TEXT BLOCK:
The result of that labor was that Mondelez netted $26.6 billion in revenue in 2020, a 2.6 percent increase over 2019. Profits nearly doubled in the second quarter of 2021.

Despite that success, Mondelez has closed two of its largest American facilities in the last year: one in Atlanta, Georgia and the other in Fair Lawn, New Jersey. Those closures left 1,000 workers unemployed—nearly half of Nabisco’s unionized American workforce.

Many of those Nabisco jobs, since the passage of the North American Free Trade Act (NAFTA), have been moved to Mexico, where workers are reportedly paid poverty wages. Mondelez has only three remaining American bakeries, located in Portland, Richmond, Virginia, and Chicago, Illinois, as well as a distribution facility in Aurora, Colorado.

The Richmond and Aurora sites are also on strike. The union has accused Mondelez of threatening to transfer more US jobs out of the country if workers do not acquiesce to its demands.

“There’s no animosity on our part towards the Mexican workers,” Taylor said. “Our animosity is towards the company. The Mexican workers are just getting exploited.”

Mondelez spokesperson Laurie Guzzinati said that the company is committed to its Portland bakery.

“This is not about Mexico,” she said. “This is contract negotiations. We look forward to resuming those negotiations. This is not at all about Mexico, not about production in Mexico, jobs to Mexico—none of that.”

Records from a dataset:
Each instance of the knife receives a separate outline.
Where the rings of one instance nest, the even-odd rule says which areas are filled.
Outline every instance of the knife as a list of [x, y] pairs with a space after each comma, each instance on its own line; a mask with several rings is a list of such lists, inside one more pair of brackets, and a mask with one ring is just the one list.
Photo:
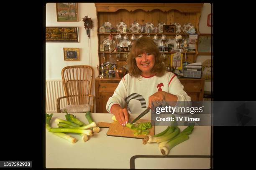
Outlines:
[[149, 107], [148, 107], [147, 108], [147, 109], [145, 110], [145, 111], [144, 111], [143, 112], [141, 113], [140, 115], [138, 116], [138, 117], [136, 118], [135, 119], [133, 120], [132, 122], [131, 122], [131, 124], [134, 123], [136, 121], [137, 121], [138, 120], [140, 119], [141, 118], [142, 116], [144, 116], [145, 115], [147, 114], [147, 112], [149, 111], [150, 110], [150, 108]]

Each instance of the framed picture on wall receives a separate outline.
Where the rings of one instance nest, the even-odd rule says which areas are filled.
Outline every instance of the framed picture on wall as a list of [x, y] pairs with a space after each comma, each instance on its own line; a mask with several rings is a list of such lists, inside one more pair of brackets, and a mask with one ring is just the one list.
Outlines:
[[174, 25], [164, 25], [163, 30], [164, 33], [174, 33], [176, 32], [176, 26]]
[[77, 3], [56, 3], [58, 22], [77, 22]]
[[200, 34], [198, 38], [198, 55], [211, 55], [211, 34]]
[[46, 27], [45, 31], [46, 42], [79, 42], [77, 27]]
[[63, 48], [65, 61], [79, 61], [79, 48]]

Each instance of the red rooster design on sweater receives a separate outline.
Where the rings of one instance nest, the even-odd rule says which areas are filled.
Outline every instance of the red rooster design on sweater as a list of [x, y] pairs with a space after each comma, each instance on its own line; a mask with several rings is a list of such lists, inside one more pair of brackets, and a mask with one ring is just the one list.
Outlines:
[[161, 87], [164, 86], [164, 84], [162, 83], [160, 83], [157, 85], [156, 86], [156, 88], [158, 89], [158, 91], [162, 91], [162, 89], [161, 88]]

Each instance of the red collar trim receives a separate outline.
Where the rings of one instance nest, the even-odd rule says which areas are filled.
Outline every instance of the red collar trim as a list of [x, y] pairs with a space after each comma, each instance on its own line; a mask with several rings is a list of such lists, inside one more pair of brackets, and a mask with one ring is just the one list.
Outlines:
[[143, 75], [141, 75], [141, 76], [142, 77], [143, 77], [143, 78], [152, 78], [152, 77], [154, 77], [155, 75], [156, 75], [156, 74], [154, 74], [154, 75], [151, 75], [151, 76], [149, 76], [149, 77], [144, 76], [143, 76]]

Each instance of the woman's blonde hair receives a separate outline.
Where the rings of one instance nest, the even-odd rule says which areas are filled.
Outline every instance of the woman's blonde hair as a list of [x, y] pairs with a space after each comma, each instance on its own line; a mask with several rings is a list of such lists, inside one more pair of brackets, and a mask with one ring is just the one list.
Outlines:
[[143, 53], [150, 53], [155, 56], [155, 64], [151, 71], [158, 77], [164, 74], [165, 67], [163, 63], [163, 58], [160, 55], [157, 45], [149, 37], [142, 37], [137, 40], [132, 46], [128, 60], [129, 67], [128, 72], [132, 76], [138, 77], [141, 71], [138, 68], [135, 58]]

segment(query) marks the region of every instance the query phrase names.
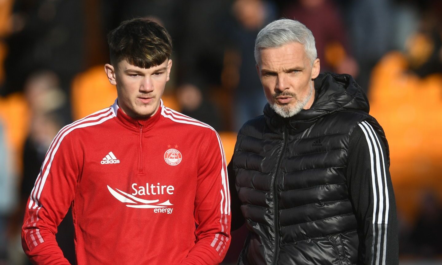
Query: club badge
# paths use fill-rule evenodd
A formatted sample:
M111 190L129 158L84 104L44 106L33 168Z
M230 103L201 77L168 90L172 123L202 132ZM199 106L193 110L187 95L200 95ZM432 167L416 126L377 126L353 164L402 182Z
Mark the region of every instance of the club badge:
M182 159L181 153L176 149L171 148L164 153L164 161L171 166L176 166Z

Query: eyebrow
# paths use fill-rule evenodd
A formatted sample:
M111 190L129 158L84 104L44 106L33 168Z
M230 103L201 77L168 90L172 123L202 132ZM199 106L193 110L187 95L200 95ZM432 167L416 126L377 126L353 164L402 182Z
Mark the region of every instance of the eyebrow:
M158 69L157 69L156 70L155 70L155 71L154 72L156 72L156 73L157 72L160 72L160 71L164 71L164 70L166 70L166 69L167 69L167 67L166 67L165 66L164 66L164 67L161 67L161 68L159 68Z
M290 69L287 69L284 70L284 72L291 72L292 71L294 71L295 70L298 70L298 71L302 71L302 70L303 70L304 69L304 67L301 67L301 66L297 66L297 67L293 67L293 68L290 68ZM275 72L275 71L272 71L272 70L267 70L267 69L262 69L261 70L261 72L263 73L269 73L269 74L276 74L276 73L278 73L277 72Z
M141 71L138 71L137 70L135 70L134 69L127 69L124 70L124 72L125 73L137 73L139 74L141 74Z

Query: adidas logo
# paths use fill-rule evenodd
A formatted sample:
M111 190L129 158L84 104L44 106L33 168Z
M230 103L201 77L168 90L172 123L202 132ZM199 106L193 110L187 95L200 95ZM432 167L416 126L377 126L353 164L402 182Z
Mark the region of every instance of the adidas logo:
M312 144L312 146L322 146L322 144L321 144L321 140L320 139L316 140L313 144Z
M100 162L102 165L105 164L118 164L120 163L120 160L117 159L115 155L112 151L109 152L109 154L103 158L103 159Z

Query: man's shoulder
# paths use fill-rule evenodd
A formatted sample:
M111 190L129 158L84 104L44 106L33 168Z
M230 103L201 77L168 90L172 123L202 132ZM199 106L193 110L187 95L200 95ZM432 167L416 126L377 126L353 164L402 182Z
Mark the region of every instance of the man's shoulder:
M196 133L210 134L216 132L210 125L165 106L162 107L160 115L168 126L175 127L175 129Z
M243 125L238 134L250 134L256 131L262 131L266 126L266 120L264 115L257 116L249 120Z
M73 136L76 135L76 132L84 130L99 133L99 129L105 122L115 117L112 108L105 108L65 125L60 130L59 134Z

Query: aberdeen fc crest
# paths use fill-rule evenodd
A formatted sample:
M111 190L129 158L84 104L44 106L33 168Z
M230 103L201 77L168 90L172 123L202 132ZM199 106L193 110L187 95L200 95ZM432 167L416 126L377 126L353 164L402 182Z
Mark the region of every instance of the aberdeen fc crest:
M164 153L164 161L171 166L176 166L181 163L182 159L181 153L176 149L171 148Z

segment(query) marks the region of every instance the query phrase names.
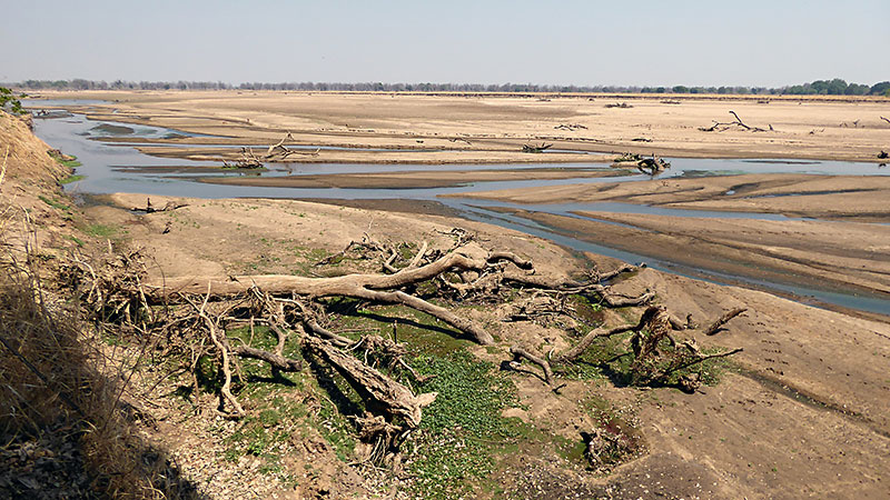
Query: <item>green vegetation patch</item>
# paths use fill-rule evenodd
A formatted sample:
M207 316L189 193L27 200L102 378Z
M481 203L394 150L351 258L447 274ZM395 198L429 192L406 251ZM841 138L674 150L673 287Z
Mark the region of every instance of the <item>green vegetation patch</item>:
M70 184L71 182L81 181L81 180L83 180L86 178L87 178L87 176L80 176L80 174L72 173L72 174L66 177L65 179L60 180L59 183L61 183L61 184Z
M518 404L516 389L492 363L465 351L449 356L419 356L411 363L434 378L419 392L438 392L424 410L416 454L406 467L424 498L456 498L473 492L496 468L495 454L515 447L523 433L516 419L501 412Z
M47 151L47 153L49 153L50 158L56 160L58 163L63 164L71 169L83 164L77 161L77 157L73 154L63 154L62 152L55 149Z

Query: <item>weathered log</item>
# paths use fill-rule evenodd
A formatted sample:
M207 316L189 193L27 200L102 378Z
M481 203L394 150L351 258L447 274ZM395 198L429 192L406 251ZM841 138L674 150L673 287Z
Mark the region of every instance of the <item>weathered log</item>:
M435 392L414 396L408 388L344 353L330 343L306 337L305 344L330 363L364 398L390 417L400 417L409 428L421 424L422 409L436 399Z
M714 333L716 333L718 331L720 331L720 329L721 329L721 328L722 328L724 324L726 324L726 322L728 322L729 320L731 320L731 319L735 318L736 316L741 314L742 312L744 312L744 311L746 311L746 310L748 310L746 308L735 308L735 309L732 309L732 310L730 310L730 311L726 311L726 312L725 312L725 313L723 313L723 314L722 314L720 318L718 318L718 319L716 319L716 320L715 320L713 323L711 323L711 326L710 326L710 327L705 328L705 329L702 331L702 333L704 333L705 336L713 336Z
M291 371L303 370L303 362L300 362L299 360L285 358L281 354L264 351L263 349L256 349L247 346L237 346L231 348L231 353L240 356L241 358L250 358L260 361L266 361L273 368L281 371L291 372Z
M240 276L221 279L217 277L179 278L167 280L161 284L146 286L147 297L155 302L169 300L178 293L198 293L209 287L212 296L234 296L243 293L251 287L271 294L298 294L318 297L352 297L384 303L399 303L437 318L459 331L468 334L476 342L491 344L492 336L474 321L458 317L445 308L432 304L417 297L395 290L408 284L433 279L449 270L482 271L500 261L517 262L518 266L531 266L508 252L492 253L485 259L471 258L458 252L448 253L441 259L419 268L403 269L393 274L347 274L334 278L307 278L284 274Z

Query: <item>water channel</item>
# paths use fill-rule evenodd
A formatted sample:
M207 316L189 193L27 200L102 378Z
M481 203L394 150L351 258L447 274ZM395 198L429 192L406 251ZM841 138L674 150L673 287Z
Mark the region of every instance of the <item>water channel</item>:
M82 106L90 102L83 101L30 101L23 102L36 109L53 106ZM843 308L863 311L888 313L890 312L890 298L881 296L863 296L841 293L833 290L817 290L789 283L754 280L748 277L729 276L713 270L691 269L683 264L653 260L651 257L635 254L627 251L594 244L575 238L565 231L531 221L526 218L504 213L503 210L490 208L514 208L528 211L554 213L566 217L581 217L571 212L599 211L607 213L652 213L674 217L699 218L748 218L764 220L789 220L781 214L772 213L744 213L744 212L716 212L700 210L665 209L630 203L553 203L531 204L510 203L504 201L488 201L466 198L441 198L441 194L459 194L473 191L488 191L498 189L515 189L525 187L543 187L568 183L593 182L624 182L642 180L643 176L631 174L604 178L576 178L558 180L520 180L520 181L486 181L466 182L458 187L423 188L423 189L338 189L338 188L269 188L247 187L231 184L210 184L198 182L199 177L212 176L244 176L256 174L238 171L219 170L220 163L212 161L194 161L185 159L169 159L152 157L140 152L136 142L102 142L109 136L121 138L164 139L171 137L190 137L194 144L175 144L177 147L212 147L218 144L201 144L200 137L178 130L158 127L147 127L111 121L93 121L83 114L61 116L58 118L36 119L34 131L42 140L53 148L68 154L75 154L82 163L77 173L85 176L82 180L67 186L71 193L112 193L139 192L158 196L194 197L194 198L290 198L290 199L411 199L436 201L456 210L462 217L471 220L488 222L492 224L515 229L530 234L552 240L561 246L576 251L591 251L599 254L614 257L627 262L645 261L655 269L706 279L720 283L746 284L752 288L765 289L783 296L792 296L800 300L819 304L837 304ZM308 148L308 147L307 147ZM315 147L308 148L315 149ZM324 148L323 148L324 149ZM287 163L267 164L264 177L275 176L303 176L326 173L363 173L363 172L393 172L418 170L516 170L516 169L580 169L589 171L607 166L597 167L592 163L536 163L536 164L345 164L345 163ZM211 173L208 173L211 172ZM890 169L879 168L874 163L854 163L839 161L785 161L785 160L715 160L715 159L673 159L672 168L657 176L671 177L701 177L735 173L809 173L809 174L848 174L848 176L888 176Z

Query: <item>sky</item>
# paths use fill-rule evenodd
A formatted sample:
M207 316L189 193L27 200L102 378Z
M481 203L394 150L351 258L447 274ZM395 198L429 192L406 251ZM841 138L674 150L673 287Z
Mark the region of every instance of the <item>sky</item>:
M890 0L2 0L0 81L890 80Z

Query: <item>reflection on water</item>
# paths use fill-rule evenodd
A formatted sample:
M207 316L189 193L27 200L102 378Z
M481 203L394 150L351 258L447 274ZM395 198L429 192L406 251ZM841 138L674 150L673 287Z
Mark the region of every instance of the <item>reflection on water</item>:
M39 101L39 107L88 104L85 101ZM490 208L513 208L521 210L541 211L546 213L578 217L572 212L592 211L607 213L647 213L673 217L699 218L741 218L761 220L791 220L781 214L744 213L744 212L716 212L701 210L681 210L659 207L647 207L631 203L592 202L592 203L510 203L503 201L438 198L441 194L461 194L475 191L497 189L515 189L530 187L560 186L567 183L602 183L626 182L649 179L649 176L630 174L605 178L577 178L558 180L520 180L520 181L490 181L467 182L462 187L434 188L434 189L340 189L340 188L268 188L228 184L208 184L196 182L195 179L208 174L208 169L218 169L220 162L194 161L182 159L157 158L139 152L135 147L123 143L106 143L100 140L88 140L107 137L109 134L138 136L149 139L186 136L172 129L158 127L136 126L129 123L115 123L109 121L87 120L82 114L75 114L69 119L38 120L34 123L36 133L53 148L61 149L68 154L75 154L82 163L77 173L86 176L83 180L68 184L75 192L111 193L111 192L139 192L146 194L195 197L195 198L291 198L291 199L413 199L438 201L455 209L467 219L482 220L505 228L550 239L558 244L580 250L592 251L600 254L614 257L629 262L647 260L656 269L691 274L698 278L702 272L718 282L749 282L758 287L791 292L799 296L810 296L815 299L835 303L853 309L886 313L890 310L890 300L882 297L859 297L853 294L837 293L788 286L785 283L764 282L738 276L722 276L712 270L683 268L668 261L652 261L643 256L611 249L607 247L572 238L562 231L544 224L530 221L508 213L502 213ZM191 136L191 134L189 134ZM140 144L145 146L145 144ZM186 144L177 144L186 146ZM212 146L217 147L217 146ZM306 147L310 148L310 147ZM715 174L735 173L808 173L808 174L849 174L849 176L887 176L890 170L880 169L873 163L853 163L840 161L785 161L785 160L711 160L711 159L672 159L672 168L655 178L672 177L705 177ZM157 171L152 171L156 168ZM542 163L542 164L342 164L342 163L268 163L267 171L250 172L251 174L274 176L304 176L324 173L363 173L363 172L393 172L393 171L439 171L439 170L498 170L498 169L563 169L585 170L607 168L595 163ZM239 176L244 172L216 171L220 176Z

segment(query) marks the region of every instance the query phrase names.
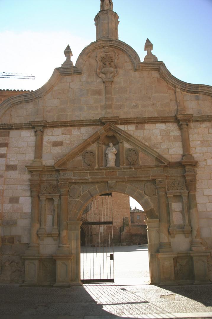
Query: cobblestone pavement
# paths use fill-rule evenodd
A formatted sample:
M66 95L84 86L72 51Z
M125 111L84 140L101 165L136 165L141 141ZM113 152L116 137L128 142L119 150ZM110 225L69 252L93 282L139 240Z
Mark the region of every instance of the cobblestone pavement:
M0 286L1 319L212 318L212 285Z

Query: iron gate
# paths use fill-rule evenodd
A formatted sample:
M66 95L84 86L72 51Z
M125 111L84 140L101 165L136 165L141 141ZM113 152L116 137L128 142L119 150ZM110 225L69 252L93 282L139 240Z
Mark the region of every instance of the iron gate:
M81 220L81 281L114 282L111 193L94 198L82 212Z

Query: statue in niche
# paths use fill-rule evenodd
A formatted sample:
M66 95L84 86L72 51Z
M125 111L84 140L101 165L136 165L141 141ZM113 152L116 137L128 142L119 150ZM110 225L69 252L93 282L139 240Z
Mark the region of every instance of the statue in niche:
M100 10L111 10L113 11L113 4L112 0L100 0Z
M109 143L109 147L107 148L105 154L107 165L106 167L116 167L116 154L117 152L115 148L113 146L112 143Z

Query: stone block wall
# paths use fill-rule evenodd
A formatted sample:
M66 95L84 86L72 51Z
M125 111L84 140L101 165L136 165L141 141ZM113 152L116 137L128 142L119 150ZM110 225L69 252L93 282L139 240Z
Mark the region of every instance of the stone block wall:
M0 136L0 281L22 282L20 255L29 242L31 213L30 175L25 167L34 158L34 133L32 130L3 130Z
M189 130L192 154L198 161L196 200L201 237L212 247L212 125L210 122L193 123Z

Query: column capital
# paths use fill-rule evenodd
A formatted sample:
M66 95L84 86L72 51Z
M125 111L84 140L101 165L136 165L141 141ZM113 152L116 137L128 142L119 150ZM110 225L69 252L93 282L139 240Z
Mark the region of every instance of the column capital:
M166 192L166 180L156 180L155 187L158 193L165 193Z
M180 128L187 126L188 122L191 122L192 119L192 115L191 114L179 114L176 115L176 116Z
M40 190L40 186L36 183L31 183L30 184L31 196L38 196Z
M67 182L61 182L58 184L59 190L61 196L67 196L69 189L69 185Z
M32 127L36 129L37 128L43 128L46 125L46 121L30 121L30 123Z
M196 179L192 178L187 180L186 185L189 192L195 192L196 191Z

TASK REQUIREMENTS:
**a.** In the passage about the Nabisco strike, how many workers lost their jobs when the Atlanta and Fair Lawn facilities closed?
**b.** Carry on the passage about the Nabisco strike from its final sentence.

RESPONSES TO THE TASKS:
**a.** 1,000 workers

**b.**
Workers at Local 364 have long asked Portlanders to refrain from buying Nabisco products produced outside of the US. Now, while on strike, they are asking that no one buy Nabisco products at all.

Burlingham said that many in the Northeast Portland factory closely watched the progress of the Frito-Lay strike led by fellow BCTGM workers in Topeka, Kansas over the company’s mandatory overtime policy in July and were heartened by the positive outcome those workers won.

The number of strikes in the United States has increased sharply in recent years, and the striking workers have felt support not only from other unions and progressive organizations in Portland, but also from regular citizens.

“The community solidarity, the community support, random strangers that are stocking us with ice, and food, and posting things on social media—it's been more than I’ve expected,” Burlingham said. “I knew that we had support, but to see at what scale the support we have, it's been really amazing to see.”

As the strike has spread, BCTGM workers have been backed by elected officials like Vermont Sen. Bernie Sanders and Oregon Sen. Jeff Merkely.

Mondelez has been in the crosshairs of national politicians before, including earlier this year regarding the closure of the Fair Lawn plant, and during the 2016 election, when Donald Trump announced that he would boycott Oreos over a Mondelez decision to relocate jobs to Mexico.

Laura Wadlin, the co-chair of Portland's Democratic Socialists of America chapter, has been impressed with the organization of the strike so far.

“We’re talking about workers who come from so many different backgrounds and nationalities,” she said. “It’s a clear example of multiracial, working class solidarity. It’s very clear from talking to them that they know the stakes.”

Taylor concurred, saying that if Mondelez is asking for concessions after posting enormous profits, workers have no choice but to push back.

“If we don’t take a stand now, this job won’t be worth fighting for,” Taylor said.